[Opening Extracted information section]

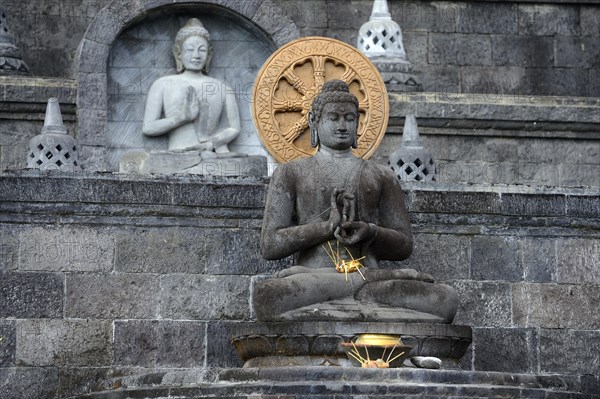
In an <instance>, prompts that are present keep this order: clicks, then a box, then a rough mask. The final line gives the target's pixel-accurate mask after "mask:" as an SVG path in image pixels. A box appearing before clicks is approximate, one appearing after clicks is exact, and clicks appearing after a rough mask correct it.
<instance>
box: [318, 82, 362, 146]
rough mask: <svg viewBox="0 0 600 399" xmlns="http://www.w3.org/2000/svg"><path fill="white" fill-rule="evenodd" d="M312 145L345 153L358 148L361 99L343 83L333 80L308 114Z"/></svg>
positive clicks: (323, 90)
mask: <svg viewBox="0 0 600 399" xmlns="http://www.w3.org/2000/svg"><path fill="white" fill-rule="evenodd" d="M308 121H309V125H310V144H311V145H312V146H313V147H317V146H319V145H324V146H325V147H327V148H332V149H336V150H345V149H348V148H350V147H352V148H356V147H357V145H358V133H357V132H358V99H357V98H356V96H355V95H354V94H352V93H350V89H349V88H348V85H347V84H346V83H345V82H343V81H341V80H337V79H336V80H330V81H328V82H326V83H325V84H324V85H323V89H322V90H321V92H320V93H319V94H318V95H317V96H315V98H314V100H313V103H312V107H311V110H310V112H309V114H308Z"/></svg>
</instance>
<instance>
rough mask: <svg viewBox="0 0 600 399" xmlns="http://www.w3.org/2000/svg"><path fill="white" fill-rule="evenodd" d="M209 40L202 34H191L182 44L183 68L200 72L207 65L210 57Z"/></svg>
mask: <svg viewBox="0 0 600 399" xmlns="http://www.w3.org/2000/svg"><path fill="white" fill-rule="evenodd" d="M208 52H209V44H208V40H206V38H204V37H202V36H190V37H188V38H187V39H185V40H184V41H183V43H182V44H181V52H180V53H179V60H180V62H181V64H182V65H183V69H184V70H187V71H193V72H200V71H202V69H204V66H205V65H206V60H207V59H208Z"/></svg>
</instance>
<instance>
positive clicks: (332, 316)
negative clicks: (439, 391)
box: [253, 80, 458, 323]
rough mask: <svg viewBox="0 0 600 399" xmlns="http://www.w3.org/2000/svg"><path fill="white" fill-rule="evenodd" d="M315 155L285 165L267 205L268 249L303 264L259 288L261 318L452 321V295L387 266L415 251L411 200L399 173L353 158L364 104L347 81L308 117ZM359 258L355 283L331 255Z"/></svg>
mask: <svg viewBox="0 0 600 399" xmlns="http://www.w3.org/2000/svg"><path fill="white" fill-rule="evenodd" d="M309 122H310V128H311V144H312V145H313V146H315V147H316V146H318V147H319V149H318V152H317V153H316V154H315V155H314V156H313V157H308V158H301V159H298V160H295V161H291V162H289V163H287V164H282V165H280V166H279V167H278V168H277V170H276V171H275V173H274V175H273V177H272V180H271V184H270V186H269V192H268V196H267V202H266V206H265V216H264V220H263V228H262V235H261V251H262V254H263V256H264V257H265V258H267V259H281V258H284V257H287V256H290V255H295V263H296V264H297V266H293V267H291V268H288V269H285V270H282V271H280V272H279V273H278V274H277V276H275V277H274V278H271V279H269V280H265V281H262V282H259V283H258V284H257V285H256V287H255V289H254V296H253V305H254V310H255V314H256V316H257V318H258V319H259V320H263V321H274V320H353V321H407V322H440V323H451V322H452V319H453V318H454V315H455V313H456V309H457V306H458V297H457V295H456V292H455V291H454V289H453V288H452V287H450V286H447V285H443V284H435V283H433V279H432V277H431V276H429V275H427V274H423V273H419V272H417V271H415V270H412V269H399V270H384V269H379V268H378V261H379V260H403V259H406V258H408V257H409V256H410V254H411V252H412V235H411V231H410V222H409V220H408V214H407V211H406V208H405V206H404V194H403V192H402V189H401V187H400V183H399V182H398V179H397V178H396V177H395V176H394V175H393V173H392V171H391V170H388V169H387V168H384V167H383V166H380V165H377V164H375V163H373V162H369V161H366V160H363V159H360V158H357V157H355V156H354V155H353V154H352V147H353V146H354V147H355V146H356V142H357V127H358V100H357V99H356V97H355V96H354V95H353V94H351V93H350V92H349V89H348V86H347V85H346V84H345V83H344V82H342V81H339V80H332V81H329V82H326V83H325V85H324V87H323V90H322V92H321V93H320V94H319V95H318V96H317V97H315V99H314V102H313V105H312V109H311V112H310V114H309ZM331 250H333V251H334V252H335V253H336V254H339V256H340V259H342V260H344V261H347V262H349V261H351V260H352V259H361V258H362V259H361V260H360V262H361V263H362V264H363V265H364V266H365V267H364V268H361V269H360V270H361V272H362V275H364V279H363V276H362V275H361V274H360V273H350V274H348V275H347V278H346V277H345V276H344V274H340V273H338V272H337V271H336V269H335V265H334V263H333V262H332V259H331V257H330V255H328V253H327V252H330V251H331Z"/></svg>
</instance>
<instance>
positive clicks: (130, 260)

[Closing Extracted information section]

The problem: Each line of the data should be printed again exactly. Please leave pictures out.

Result of the task:
In an <instance>, prompts that are present keep this order: clicks, then a box, then a rough mask. The final line gives the target's pixel-accurate mask after "mask:" as an SVG path in image pixels. A box appearing before clicks is approximate, one appearing after clicks is exact, and clicks appearing after a rough mask correct it.
<instance>
box: [318, 82, 362, 146]
rough mask: <svg viewBox="0 0 600 399" xmlns="http://www.w3.org/2000/svg"><path fill="white" fill-rule="evenodd" d="M312 145L345 153L358 148L361 99L343 83L333 80L308 114Z"/></svg>
positive clicks: (323, 90)
mask: <svg viewBox="0 0 600 399" xmlns="http://www.w3.org/2000/svg"><path fill="white" fill-rule="evenodd" d="M308 121H309V125H310V144H311V145H312V146H313V147H317V146H319V145H324V146H325V147H327V148H332V149H336V150H345V149H348V148H350V147H352V148H356V147H357V145H358V133H357V132H358V99H357V98H356V96H355V95H354V94H352V93H350V89H349V88H348V85H347V84H346V83H345V82H343V81H341V80H337V79H336V80H330V81H328V82H326V83H325V84H324V85H323V89H322V90H321V92H320V93H319V94H318V95H317V96H315V98H314V100H313V103H312V107H311V110H310V112H309V114H308Z"/></svg>
</instance>
<instance>
rough mask: <svg viewBox="0 0 600 399" xmlns="http://www.w3.org/2000/svg"><path fill="white" fill-rule="evenodd" d="M209 40L202 34H191L182 44L183 68L200 72L207 65L210 57Z"/></svg>
mask: <svg viewBox="0 0 600 399" xmlns="http://www.w3.org/2000/svg"><path fill="white" fill-rule="evenodd" d="M208 52H209V44H208V40H206V38H204V37H202V36H190V37H188V38H187V39H185V40H184V41H183V43H182V44H181V52H180V53H179V60H180V62H181V64H182V65H183V69H184V70H187V71H193V72H200V71H202V69H204V66H205V65H206V60H207V59H208Z"/></svg>
</instance>
<instance>
positive clicks: (332, 316)
negative clicks: (439, 391)
box: [253, 80, 458, 323]
rough mask: <svg viewBox="0 0 600 399" xmlns="http://www.w3.org/2000/svg"><path fill="white" fill-rule="evenodd" d="M315 155L285 165L267 205L268 249L303 264L259 288L261 318L452 321V295L387 266L415 251L411 200L399 173L353 158L364 104L347 81L308 117ZM359 258L355 283L331 255Z"/></svg>
mask: <svg viewBox="0 0 600 399" xmlns="http://www.w3.org/2000/svg"><path fill="white" fill-rule="evenodd" d="M309 122H310V128H311V144H312V145H313V146H315V147H316V146H318V147H319V149H318V152H317V153H316V154H315V155H314V156H313V157H308V158H301V159H298V160H295V161H291V162H289V163H287V164H282V165H280V166H279V167H278V168H277V170H276V171H275V173H274V175H273V177H272V180H271V184H270V186H269V192H268V196H267V202H266V206H265V216H264V220H263V228H262V235H261V251H262V254H263V256H264V257H265V258H267V259H281V258H284V257H287V256H290V255H295V263H296V264H297V266H293V267H291V268H288V269H285V270H282V271H280V272H279V273H278V274H277V276H275V277H274V278H271V279H269V280H265V281H262V282H259V283H258V284H257V285H256V287H255V289H254V296H253V305H254V310H255V314H256V316H257V318H258V319H259V320H263V321H274V320H353V321H407V322H440V323H451V322H452V319H453V318H454V315H455V313H456V309H457V306H458V297H457V295H456V292H455V291H454V289H453V288H452V287H450V286H447V285H443V284H435V283H433V279H432V277H431V276H429V275H427V274H423V273H419V272H417V271H415V270H412V269H399V270H384V269H379V268H378V261H379V260H403V259H406V258H408V257H409V256H410V254H411V252H412V235H411V231H410V222H409V220H408V214H407V211H406V208H405V206H404V194H403V192H402V189H401V187H400V183H399V182H398V179H397V178H396V177H395V176H394V175H393V173H392V171H391V170H388V169H387V168H384V167H383V166H380V165H377V164H375V163H373V162H369V161H366V160H363V159H360V158H357V157H355V156H354V155H353V154H352V147H353V146H354V147H355V146H356V142H357V127H358V100H357V99H356V97H355V96H354V95H353V94H351V93H350V92H349V89H348V86H347V85H346V84H345V83H344V82H342V81H339V80H332V81H329V82H326V83H325V85H324V87H323V90H322V92H321V93H320V94H319V95H318V96H317V97H315V99H314V102H313V105H312V109H311V112H310V114H309ZM331 250H333V251H334V252H335V253H336V254H339V256H340V259H342V260H344V261H347V262H349V261H351V260H352V259H361V258H362V259H361V260H360V262H361V263H362V264H363V265H364V266H365V267H364V268H361V269H360V270H361V272H362V275H364V279H363V276H362V275H361V274H360V273H350V274H348V275H347V278H346V277H345V276H344V274H340V273H338V272H337V271H336V269H335V265H334V263H333V262H332V259H331V257H330V255H328V253H327V252H330V251H331Z"/></svg>
</instance>
<instance>
positive clicks: (130, 260)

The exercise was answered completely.